- [Stated exercise A]:
List every forum username that appears in the forum thread, counting both post headers and quote attributions.

◇ ◇ ◇

I know, ill tried a couple of those tunes: hidden, Swam, dead & grotesque. Very fun to play, but quite hard. Alas, the meme ...


----------



## rippedflesh89 (Mar 18, 2012)

Sikthness said:


> might have to check this method out. I tried Lash by Lash a couple times, and it was . I have tabs for Where Angels Go, and Bodiless Sleeper, but they both seem to be quite difficult. Need to up my skills before giving it a serious shot.



yea, if you try start off learning SoP with lash, you gonna drive yourself nuts

starting off with swarm is good, most of it is pretty easy

before i started learning SoP though, i spent many hours a day going through every song in my necrophagist tab book; needless to say, it took a good two years or so to learn every song

and before that i learned almost every song from psalms of the moribund by defeated sanity; there was a time where lille and jacob were posting a new official tab once every few months on rivers of gore

so i have a lot of experience with tech death, its a passion of mine

but to be fair, when i started playing guitar 8 years back, i started off shit like as i lay dying and trivium; you just gotta take a lot time and work your way up; anybody can do it if you practice hard enough


----------



## Aftermath1 (Mar 19, 2012)

^ Damn dude, I find Psalms of The Moribund an absolute pain in the arse to play. I envy anyone that can play DS's tracks.


----------



## Dwellingers (Mar 20, 2012)

◇ ◇ ◇

- [Stated exercise B]:
Convert the listing into a numbered list, leaving out blank lines. Begin at the first line of the listing and stop after the line that contains "M176 127L179 122L177".

◇ ◇ ◇

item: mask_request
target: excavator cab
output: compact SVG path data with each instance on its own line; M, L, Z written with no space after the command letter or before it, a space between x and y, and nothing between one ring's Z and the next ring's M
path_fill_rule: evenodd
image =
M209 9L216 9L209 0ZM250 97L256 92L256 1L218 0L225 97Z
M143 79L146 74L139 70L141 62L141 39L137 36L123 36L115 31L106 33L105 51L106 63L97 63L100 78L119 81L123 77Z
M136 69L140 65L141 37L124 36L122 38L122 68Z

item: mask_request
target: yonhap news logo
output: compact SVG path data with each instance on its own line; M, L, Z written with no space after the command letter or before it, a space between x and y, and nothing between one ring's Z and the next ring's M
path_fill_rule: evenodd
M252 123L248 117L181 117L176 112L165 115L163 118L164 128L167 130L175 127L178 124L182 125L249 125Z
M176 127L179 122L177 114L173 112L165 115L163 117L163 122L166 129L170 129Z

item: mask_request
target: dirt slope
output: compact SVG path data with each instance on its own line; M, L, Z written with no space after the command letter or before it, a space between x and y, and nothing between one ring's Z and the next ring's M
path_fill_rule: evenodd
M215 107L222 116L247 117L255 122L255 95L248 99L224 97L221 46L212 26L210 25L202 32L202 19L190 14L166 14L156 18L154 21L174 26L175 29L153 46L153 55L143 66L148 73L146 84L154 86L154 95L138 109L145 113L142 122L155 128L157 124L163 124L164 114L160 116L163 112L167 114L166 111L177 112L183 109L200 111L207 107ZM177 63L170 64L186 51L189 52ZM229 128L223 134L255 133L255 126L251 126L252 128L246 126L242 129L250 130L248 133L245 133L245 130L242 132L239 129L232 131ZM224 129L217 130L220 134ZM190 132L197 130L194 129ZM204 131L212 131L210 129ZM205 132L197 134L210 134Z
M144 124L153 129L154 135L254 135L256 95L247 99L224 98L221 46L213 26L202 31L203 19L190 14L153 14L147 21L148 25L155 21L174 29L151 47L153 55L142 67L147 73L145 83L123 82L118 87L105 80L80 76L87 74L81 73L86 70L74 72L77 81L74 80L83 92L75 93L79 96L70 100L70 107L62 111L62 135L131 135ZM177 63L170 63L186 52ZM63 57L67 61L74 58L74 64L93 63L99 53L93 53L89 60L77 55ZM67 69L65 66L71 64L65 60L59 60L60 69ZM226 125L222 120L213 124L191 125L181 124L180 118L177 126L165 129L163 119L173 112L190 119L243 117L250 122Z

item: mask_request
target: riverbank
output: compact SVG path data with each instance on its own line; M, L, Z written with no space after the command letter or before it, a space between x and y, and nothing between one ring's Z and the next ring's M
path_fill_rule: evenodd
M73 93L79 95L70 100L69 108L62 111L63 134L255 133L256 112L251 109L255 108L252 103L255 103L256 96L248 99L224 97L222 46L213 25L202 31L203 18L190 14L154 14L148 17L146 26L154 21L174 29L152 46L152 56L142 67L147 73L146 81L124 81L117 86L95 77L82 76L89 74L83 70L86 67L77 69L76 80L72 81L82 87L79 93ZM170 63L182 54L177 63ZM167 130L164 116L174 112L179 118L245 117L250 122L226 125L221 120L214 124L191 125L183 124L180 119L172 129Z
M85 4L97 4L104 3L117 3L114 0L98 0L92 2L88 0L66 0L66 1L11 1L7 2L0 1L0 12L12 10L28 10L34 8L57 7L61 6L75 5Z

◇ ◇ ◇

- [Exercise result A]:
rippedflesh89, Sikthness, Aftermath1, Dwellingers

- [Exercise result B]:
1. item: mask_request
2. target: excavator cab
3. output: compact SVG path data with each instance on its own line; M, L, Z written with no space after the command letter or before it, a space between x and y, and nothing between one ring's Z and the next ring's M
4. path_fill_rule: evenodd
5. image =
6. M209 9L216 9L209 0ZM250 97L256 92L256 1L218 0L225 97Z
7. M143 79L146 74L139 70L141 62L141 39L137 36L123 36L115 31L106 33L105 51L106 63L97 63L100 78L119 81L123 77Z
8. M136 69L140 65L141 37L124 36L122 38L122 68Z
9. item: mask_request
10. target: yonhap news logo
11. output: compact SVG path data with each instance on its own line; M, L, Z written with no space after the command letter or before it, a space between x and y, and nothing between one ring's Z and the next ring's M
12. path_fill_rule: evenodd
13. M252 123L248 117L181 117L176 112L165 115L163 118L164 128L167 130L175 127L178 124L182 125L249 125Z
14. M176 127L179 122L177 114L173 112L165 115L163 117L163 122L166 129L170 129Z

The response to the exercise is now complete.